◆ PAGE:
I'm a dork. I've been married for 9 years, with him for almost 13 and still my tummy flip-flops when I know he's on his way home. He's been gone a week and tonight he comes home. Once he came home early from a trip and thought he'd surprise me. He took a taxi and then walked the last bit up the driveway. All I knew was that I woke up to the dogs growling. A low, throaty growl that means something is out there that shouldn't be. I could hear footsteps crunching on the snow, I got out the shotgun and went outside yelling. Luckily for us both he identified himself and all was well. He doesn't surprise me any more. Tonight, I'll be expecting him. :-)

last thought for Monday

I don't understand why young boys like to pick their noses, are obsessed with picking their noses, and not at all chagrined by the disgusting reaction of loved ones when they eat their pickings. It's beyond something I can handle at this point, and nothing seems to be getting through. So does this mean I need to learn to deal with it? On a positive note, when his fingers are up his nose it means he's not playing with his penis!!

◆ DATASET RECORDS:
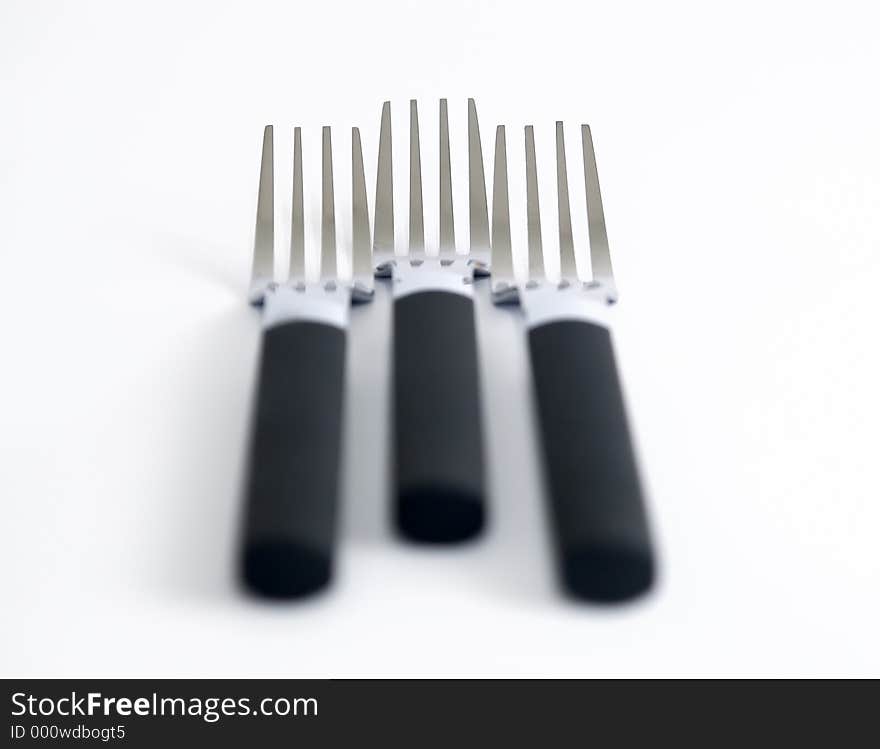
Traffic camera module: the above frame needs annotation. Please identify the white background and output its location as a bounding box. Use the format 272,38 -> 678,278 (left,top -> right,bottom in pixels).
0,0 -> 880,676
--
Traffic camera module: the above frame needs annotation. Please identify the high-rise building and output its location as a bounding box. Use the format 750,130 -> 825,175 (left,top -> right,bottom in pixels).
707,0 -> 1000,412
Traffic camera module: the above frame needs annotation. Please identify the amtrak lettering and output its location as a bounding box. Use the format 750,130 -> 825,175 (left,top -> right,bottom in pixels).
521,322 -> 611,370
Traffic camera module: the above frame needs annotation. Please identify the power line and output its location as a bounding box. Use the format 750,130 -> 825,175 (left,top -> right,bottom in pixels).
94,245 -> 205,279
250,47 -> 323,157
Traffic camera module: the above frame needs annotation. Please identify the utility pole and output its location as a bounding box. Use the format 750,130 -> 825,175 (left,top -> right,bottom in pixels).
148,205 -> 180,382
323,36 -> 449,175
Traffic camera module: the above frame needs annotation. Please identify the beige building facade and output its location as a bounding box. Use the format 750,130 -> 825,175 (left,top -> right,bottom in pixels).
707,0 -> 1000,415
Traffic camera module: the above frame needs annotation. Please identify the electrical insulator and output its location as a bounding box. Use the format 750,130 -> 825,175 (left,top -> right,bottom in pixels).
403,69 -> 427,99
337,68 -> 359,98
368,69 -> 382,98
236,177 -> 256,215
--
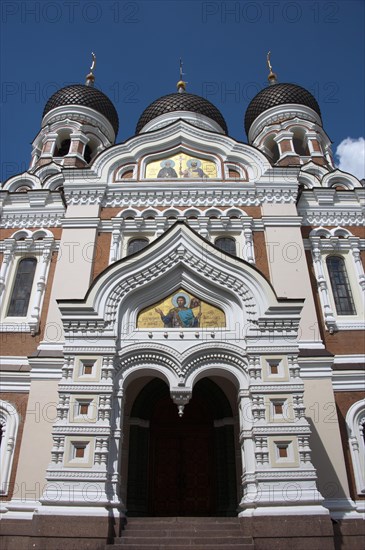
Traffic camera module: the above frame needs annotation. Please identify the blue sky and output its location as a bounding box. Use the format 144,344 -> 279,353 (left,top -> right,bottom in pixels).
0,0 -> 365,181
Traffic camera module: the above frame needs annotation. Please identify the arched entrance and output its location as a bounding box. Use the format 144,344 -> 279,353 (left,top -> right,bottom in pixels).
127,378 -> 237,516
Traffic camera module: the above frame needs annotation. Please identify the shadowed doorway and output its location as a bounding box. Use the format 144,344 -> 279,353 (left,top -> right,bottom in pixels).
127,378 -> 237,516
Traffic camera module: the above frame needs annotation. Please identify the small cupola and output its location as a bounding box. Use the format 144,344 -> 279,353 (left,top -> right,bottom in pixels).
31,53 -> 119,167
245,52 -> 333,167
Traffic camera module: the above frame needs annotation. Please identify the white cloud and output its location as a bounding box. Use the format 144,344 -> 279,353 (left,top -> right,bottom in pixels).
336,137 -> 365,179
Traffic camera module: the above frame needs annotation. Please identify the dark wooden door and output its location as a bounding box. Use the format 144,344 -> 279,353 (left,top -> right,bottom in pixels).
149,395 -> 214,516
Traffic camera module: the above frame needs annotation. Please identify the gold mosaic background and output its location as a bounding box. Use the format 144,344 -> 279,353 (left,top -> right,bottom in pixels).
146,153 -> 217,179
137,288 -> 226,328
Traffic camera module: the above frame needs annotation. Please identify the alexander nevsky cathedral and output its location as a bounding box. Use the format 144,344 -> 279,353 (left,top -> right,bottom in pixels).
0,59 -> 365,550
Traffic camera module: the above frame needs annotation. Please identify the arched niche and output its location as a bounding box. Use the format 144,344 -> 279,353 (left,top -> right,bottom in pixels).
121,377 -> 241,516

◆ GOAL OF THE EXERCISE:
Continue the family blog entries about the husband coming home and the son who picks his nose, starting right after their last sentence, and write one short paragraph.

◆ RESPONSE TO THIS TASK:
Monday (sigh)

Okay, so it's Monday and I'm wiped out. The boy is cranky, I've got way too much to do, and no energy to do it. I guess it's because I played all weekend with the boy and cleaned house a bit too. This is the kind of day I would rather not be single parenting. I still need to make him dinner, read with him, and feed the dogs. That's a minimum, not even covering laundry or washing dishes. It's also not covering the school work I brought home. Early to bed and maybe tomorrow will be better.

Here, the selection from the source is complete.